Would you retype every line below without changing anything?

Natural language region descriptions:
#####
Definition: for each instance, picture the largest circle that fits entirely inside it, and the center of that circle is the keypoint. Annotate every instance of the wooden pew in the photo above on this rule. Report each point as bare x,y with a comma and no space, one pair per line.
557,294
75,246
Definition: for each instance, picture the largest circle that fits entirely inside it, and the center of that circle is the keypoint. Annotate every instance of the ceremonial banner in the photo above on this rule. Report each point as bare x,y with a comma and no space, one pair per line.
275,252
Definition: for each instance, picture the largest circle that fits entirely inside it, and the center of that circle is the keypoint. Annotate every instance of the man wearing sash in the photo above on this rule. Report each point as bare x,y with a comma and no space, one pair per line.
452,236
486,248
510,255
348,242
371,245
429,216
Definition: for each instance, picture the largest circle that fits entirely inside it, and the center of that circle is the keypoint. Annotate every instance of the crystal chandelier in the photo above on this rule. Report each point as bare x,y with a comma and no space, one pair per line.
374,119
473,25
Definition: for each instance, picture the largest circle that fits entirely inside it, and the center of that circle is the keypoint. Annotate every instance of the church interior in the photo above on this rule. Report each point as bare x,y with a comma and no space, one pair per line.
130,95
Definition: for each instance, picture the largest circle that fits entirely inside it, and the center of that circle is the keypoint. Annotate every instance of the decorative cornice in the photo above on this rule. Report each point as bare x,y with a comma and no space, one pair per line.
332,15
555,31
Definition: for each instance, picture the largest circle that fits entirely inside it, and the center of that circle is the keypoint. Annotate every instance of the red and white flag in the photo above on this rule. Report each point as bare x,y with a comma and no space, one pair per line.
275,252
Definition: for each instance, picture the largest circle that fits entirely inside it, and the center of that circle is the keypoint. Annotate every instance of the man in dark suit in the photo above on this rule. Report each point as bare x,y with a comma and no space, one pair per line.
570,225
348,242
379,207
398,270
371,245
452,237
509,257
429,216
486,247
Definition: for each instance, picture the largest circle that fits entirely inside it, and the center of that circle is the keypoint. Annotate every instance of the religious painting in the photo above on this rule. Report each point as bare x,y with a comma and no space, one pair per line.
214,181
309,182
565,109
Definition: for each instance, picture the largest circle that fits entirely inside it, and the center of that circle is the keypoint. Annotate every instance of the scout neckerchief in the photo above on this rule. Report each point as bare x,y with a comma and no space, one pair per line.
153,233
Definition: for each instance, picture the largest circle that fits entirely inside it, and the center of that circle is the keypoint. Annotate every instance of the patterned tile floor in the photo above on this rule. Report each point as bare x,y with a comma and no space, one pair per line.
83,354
#####
* [Solution for this exercise]
Definition: for each instance, picture the largest circle that fits entirely inside it, and the center of that circle is the keypoint. Annotate every instance of the wooden pew in the photo above on this rule. Report each point as bare x,y with a comma and no space, one pair per line.
557,294
75,246
Definition: for each instance, picture the largest circle that fits entirely inside it, and the center of that circle is the keypoint. Annotate every instance of the ceremonial banner in the photo above on this rule. Report each point as bare x,y with a comma and no space, one pair per line.
275,252
Definition: for each instance, picture the largest circle that fits entirely inside it, and the center of that circle is the keypoint. Annotate every instance of the man wearing sash in the photo above on this rule. Report each point as bare x,y with a comma and no space, one pair per line.
452,236
486,248
510,255
348,242
371,245
429,216
Definition: for each instance, picture the largest circle that fits entirely inside it, and the center of that circle is the keypoint. Annotate every instance of the crystal chandelier in the photo above on this rule. Report each point as bare x,y with a comma and no space, one pair per line.
374,119
473,25
Definition: for each instance, picture the largest circle that fits entirely inside it, and the center of that circle is the keypoint. Annotate every instance of the church interior in the photo above on this rule. Report each point as bare x,y with a comma and no space, one pair per line.
130,95
Definition: for each instance, picture the largest circle that fits entirely inside it, and the center of that circle is the keypoint. Annotate every instance of the decorative cornice in the photo above on this rule. Report each point as bare x,y with a comma and no space, one pair per line.
332,15
555,31
Definition: for each instance, picture the largest circle that fits entirely inside it, and the center of that circle is the keypoint. Annotate every instance of the red and white flag in the photo above on this rule. Report each point as bare x,y with a comma and no space, one pair per line.
275,252
Definition: for each instance, picture the largest circle that fits entirely inside it, and the center of that circle is the keypoint. Annotate every instance of the man in dark suit in the photo above on this rule. Report each point as bare x,y with a comma and no space, one pair per line.
570,225
348,242
379,207
398,270
371,245
452,237
509,257
429,216
486,247
Definition: for each instance, picture the largest circle that fits entirely inside it, and the center of that circle is the keypoint. Annotate every instance of the religious painting in the photo above on this rule. Report each point as bare x,y with a comma and no space, one pair per line.
214,181
309,182
565,109
Definition: for each instance, picture the largest circle that fits entirely inside it, and the center of that circle is the keypoint. Annotate every instance of the scout neckerchief in the photo above on this rule. Report each point as bare x,y with a comma and no space, one pair per line.
153,233
Definition: for each instance, picture the largest circle that fits entirely inside it, and the center of that circle is the keypoint. Annotate every instance of the patterned tile floor in the photo above on this rule. Report each point as bare x,y with a comma and no space, one pair per line.
83,354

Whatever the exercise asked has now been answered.